Named object pointing entries
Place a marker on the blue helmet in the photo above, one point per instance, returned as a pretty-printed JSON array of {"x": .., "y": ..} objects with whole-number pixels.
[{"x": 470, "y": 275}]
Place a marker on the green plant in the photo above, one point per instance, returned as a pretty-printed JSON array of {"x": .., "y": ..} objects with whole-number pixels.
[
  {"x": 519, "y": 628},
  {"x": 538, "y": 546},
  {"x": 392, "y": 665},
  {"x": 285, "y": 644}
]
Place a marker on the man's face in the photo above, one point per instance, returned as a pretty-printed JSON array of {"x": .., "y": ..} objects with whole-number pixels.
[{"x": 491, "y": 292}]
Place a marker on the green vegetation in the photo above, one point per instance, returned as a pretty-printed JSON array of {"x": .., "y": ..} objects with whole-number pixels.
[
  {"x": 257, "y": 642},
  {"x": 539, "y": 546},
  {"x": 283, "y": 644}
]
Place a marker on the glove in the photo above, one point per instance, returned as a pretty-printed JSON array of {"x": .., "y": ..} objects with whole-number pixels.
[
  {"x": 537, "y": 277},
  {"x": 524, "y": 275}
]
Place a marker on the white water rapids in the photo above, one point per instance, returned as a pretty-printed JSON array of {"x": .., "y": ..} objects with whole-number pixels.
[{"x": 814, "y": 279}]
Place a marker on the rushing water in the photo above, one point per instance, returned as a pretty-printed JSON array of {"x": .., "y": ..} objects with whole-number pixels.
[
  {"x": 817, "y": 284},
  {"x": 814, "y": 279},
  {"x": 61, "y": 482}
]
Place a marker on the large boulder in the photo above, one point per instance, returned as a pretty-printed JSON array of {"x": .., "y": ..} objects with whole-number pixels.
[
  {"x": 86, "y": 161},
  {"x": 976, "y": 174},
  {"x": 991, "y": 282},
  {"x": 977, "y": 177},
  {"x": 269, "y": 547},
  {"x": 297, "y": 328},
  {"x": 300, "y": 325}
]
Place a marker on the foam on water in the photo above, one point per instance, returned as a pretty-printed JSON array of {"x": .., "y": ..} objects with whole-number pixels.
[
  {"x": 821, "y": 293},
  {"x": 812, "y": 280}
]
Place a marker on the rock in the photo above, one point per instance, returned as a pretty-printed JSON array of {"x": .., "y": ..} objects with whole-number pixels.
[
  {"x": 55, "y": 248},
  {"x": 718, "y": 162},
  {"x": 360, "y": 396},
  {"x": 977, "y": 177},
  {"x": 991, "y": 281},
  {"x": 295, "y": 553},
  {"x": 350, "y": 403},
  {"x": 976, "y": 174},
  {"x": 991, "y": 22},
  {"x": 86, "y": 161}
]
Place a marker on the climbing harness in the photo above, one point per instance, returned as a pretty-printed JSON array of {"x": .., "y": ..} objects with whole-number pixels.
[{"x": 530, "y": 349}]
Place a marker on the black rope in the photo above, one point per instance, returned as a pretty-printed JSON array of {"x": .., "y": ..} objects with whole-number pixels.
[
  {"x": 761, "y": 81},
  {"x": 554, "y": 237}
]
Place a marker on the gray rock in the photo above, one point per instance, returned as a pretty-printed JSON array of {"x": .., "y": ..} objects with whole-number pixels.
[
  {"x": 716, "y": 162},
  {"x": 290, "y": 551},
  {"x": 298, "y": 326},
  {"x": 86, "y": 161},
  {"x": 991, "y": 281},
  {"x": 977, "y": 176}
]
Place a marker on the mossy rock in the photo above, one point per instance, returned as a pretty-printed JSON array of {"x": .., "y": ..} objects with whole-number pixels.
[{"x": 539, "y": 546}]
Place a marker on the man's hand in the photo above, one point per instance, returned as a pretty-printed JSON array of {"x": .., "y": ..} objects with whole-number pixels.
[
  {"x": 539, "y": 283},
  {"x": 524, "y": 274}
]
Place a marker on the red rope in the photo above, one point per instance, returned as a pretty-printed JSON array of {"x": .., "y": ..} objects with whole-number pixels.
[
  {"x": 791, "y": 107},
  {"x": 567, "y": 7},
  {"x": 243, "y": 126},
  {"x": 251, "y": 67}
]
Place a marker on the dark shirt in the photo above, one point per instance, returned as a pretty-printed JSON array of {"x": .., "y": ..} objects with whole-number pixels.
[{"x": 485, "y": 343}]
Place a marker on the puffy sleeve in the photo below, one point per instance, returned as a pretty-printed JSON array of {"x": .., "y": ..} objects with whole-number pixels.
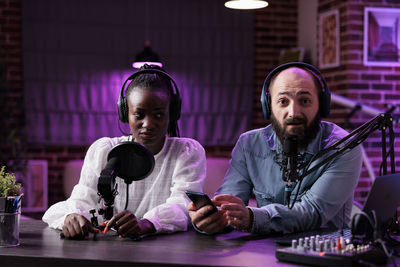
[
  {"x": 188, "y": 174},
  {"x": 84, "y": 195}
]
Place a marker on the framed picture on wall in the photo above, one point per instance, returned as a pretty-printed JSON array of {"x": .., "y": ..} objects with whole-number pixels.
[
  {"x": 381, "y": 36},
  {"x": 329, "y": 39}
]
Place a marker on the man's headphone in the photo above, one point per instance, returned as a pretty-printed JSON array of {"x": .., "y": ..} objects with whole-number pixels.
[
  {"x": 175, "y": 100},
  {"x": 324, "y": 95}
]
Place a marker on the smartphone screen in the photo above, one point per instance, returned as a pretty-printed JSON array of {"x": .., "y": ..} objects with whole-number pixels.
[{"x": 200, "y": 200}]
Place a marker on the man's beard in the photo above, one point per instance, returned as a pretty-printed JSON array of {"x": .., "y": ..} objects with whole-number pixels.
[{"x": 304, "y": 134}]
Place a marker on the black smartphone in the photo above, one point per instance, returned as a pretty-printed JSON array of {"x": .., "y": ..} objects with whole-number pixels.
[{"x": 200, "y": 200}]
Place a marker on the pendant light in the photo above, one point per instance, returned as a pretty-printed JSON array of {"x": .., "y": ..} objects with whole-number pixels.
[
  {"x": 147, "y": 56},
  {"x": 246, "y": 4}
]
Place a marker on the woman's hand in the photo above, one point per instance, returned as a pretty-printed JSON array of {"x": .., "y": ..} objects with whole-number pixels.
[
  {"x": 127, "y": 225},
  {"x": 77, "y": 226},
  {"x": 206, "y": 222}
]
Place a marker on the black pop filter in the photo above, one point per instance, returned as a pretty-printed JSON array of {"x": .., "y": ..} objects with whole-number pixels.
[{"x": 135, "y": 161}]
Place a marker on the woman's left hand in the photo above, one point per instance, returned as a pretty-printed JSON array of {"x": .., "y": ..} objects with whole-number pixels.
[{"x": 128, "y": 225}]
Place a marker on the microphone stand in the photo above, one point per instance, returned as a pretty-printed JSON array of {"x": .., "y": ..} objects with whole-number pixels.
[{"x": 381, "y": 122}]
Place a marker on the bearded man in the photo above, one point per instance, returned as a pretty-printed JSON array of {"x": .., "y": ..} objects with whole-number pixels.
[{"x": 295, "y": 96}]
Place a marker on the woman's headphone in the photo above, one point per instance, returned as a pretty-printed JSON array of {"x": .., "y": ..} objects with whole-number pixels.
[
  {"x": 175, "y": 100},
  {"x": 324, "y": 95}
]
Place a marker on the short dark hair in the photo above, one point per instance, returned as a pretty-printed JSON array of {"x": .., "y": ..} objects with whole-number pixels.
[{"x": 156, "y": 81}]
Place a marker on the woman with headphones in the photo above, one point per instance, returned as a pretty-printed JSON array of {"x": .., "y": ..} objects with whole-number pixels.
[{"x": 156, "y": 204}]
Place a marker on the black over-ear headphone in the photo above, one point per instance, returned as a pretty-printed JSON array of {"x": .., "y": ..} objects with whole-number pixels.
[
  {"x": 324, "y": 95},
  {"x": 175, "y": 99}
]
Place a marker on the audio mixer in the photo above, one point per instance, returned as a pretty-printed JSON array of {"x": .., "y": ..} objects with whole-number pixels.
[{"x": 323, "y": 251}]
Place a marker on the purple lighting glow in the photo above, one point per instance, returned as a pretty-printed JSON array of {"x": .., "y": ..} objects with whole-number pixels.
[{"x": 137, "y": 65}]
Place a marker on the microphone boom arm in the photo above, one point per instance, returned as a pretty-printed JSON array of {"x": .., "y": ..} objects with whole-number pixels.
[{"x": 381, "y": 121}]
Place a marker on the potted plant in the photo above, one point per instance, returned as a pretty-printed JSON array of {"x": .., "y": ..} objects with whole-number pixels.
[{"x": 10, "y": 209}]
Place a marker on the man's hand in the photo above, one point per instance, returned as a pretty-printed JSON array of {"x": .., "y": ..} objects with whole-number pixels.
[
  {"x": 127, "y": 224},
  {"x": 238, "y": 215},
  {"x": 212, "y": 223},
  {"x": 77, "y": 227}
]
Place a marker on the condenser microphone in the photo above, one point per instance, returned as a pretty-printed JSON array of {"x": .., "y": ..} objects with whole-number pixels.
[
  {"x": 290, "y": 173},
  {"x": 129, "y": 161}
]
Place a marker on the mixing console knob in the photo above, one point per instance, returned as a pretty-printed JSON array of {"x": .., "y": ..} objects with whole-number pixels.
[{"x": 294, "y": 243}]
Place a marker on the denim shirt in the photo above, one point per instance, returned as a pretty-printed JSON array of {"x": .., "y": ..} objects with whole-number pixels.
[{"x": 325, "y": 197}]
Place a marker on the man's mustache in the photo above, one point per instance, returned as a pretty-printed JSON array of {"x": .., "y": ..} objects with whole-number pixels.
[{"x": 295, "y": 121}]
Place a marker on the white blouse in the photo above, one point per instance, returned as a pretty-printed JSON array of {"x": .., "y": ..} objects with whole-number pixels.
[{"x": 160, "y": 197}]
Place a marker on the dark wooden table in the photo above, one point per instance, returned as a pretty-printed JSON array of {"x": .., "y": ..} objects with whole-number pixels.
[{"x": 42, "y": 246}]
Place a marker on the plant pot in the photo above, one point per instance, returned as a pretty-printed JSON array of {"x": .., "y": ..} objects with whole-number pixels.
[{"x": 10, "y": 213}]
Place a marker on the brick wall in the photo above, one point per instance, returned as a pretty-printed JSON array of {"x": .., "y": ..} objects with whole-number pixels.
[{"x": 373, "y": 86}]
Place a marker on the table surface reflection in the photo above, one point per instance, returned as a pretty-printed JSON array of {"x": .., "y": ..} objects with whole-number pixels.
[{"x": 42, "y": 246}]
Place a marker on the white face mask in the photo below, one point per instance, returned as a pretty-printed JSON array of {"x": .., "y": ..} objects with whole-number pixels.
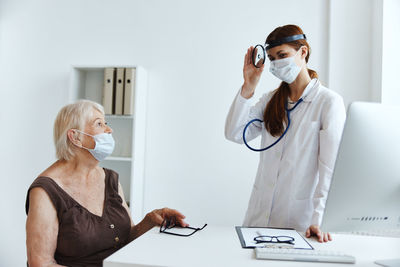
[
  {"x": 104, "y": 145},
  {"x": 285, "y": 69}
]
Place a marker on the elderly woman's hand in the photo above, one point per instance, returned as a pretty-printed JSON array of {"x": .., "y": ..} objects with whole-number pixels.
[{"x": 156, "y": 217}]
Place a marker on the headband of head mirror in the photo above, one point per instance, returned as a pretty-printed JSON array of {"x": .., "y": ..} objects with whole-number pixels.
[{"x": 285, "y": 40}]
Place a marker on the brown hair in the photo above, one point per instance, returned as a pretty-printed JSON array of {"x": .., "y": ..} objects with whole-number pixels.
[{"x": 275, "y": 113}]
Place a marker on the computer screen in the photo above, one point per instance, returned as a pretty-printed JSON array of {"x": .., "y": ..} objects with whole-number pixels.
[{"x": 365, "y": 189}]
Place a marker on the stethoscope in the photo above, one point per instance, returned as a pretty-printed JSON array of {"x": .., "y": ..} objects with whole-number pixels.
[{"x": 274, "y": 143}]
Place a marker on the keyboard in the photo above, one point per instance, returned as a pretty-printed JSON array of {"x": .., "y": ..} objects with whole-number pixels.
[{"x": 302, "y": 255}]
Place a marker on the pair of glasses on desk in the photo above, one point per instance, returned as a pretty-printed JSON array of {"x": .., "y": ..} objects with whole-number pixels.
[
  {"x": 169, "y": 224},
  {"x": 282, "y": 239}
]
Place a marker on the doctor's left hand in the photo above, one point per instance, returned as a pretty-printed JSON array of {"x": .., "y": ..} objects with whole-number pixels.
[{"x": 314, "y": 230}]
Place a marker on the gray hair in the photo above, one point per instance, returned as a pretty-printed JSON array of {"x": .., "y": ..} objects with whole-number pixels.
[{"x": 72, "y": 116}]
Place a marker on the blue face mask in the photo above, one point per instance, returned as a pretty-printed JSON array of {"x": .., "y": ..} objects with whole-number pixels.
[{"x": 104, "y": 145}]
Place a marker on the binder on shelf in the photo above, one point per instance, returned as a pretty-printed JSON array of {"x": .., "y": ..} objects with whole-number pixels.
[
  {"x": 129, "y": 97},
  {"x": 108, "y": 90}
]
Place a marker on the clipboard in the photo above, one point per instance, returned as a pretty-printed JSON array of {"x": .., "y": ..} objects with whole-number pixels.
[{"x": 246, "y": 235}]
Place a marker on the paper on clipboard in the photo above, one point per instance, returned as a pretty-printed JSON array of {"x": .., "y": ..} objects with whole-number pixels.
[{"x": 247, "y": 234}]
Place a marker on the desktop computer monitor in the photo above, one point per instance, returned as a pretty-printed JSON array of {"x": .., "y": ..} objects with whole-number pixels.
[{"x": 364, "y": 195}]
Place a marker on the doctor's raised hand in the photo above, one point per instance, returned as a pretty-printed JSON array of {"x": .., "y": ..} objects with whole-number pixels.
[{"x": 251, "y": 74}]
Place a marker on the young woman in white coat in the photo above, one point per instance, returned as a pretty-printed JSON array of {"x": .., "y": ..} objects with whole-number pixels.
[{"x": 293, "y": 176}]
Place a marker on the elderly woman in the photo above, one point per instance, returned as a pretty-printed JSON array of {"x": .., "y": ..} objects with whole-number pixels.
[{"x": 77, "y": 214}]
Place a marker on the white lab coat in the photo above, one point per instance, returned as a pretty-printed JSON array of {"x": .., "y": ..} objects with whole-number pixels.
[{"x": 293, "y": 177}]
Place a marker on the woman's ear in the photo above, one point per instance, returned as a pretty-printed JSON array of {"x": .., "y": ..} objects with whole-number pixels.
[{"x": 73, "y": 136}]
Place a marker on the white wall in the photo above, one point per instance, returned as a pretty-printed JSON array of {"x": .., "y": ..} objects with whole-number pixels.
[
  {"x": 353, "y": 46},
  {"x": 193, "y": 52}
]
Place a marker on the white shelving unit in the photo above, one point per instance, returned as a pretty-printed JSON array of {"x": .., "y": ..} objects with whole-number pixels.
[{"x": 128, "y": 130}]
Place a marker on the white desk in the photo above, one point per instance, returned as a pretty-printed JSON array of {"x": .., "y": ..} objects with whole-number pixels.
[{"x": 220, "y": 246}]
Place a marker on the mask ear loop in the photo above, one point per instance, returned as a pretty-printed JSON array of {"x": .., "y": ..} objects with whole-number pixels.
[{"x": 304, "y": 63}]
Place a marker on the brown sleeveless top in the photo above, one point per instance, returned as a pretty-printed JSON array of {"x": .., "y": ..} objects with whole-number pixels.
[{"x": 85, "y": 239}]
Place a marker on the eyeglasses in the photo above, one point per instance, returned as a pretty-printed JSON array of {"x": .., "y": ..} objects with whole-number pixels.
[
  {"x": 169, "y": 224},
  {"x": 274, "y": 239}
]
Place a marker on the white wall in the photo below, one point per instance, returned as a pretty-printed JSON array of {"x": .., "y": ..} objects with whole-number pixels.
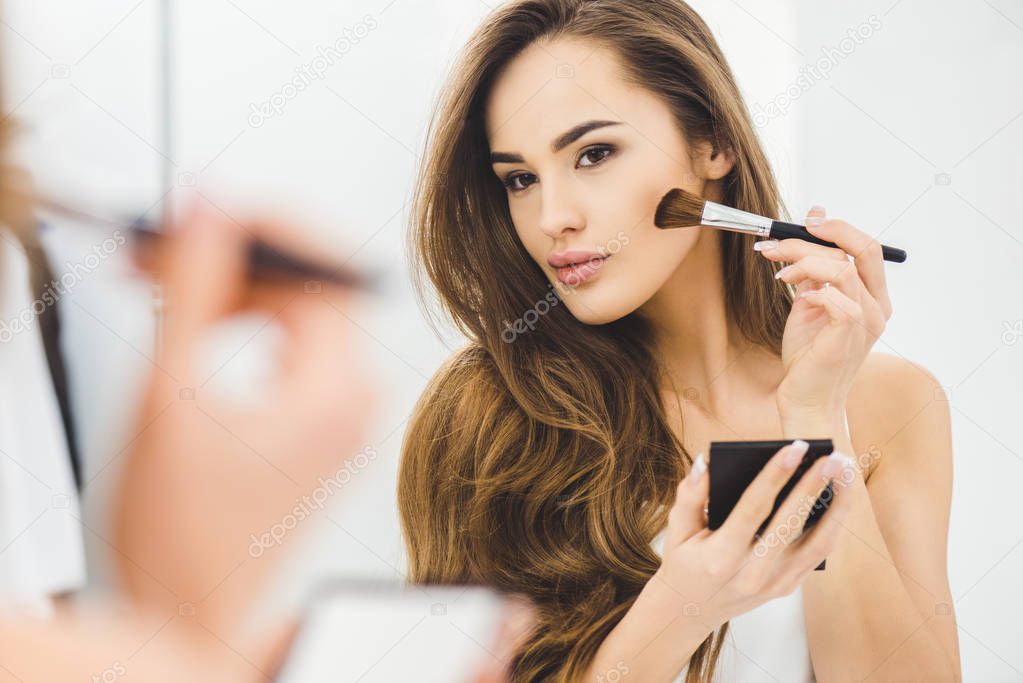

* _YOUR OBJECTIVE_
In the records above, locate the line containing "Place a marker on the brown sleeveless", then copy exactly that line and every line after it through the end, omitting pictures.

* _COMPLETE OUTPUT_
Place a marker on the brown sleeveless top in the photo above, one point per instance, returned as a pretty-printed JSON array of {"x": .., "y": ..} objects with whole-number pixels.
[{"x": 85, "y": 239}]
Place a marker on the eyeglasses in the photo above, one point per instance, returned as a pretty-printed JSON array of {"x": .., "y": ..} objects with whole-number pixels.
[
  {"x": 169, "y": 224},
  {"x": 274, "y": 239}
]
Place a marker on the white wall in the photo below, one point per instance, returned as a pretty-printed JSON array of {"x": .., "y": ..} objects with whole-number pixels.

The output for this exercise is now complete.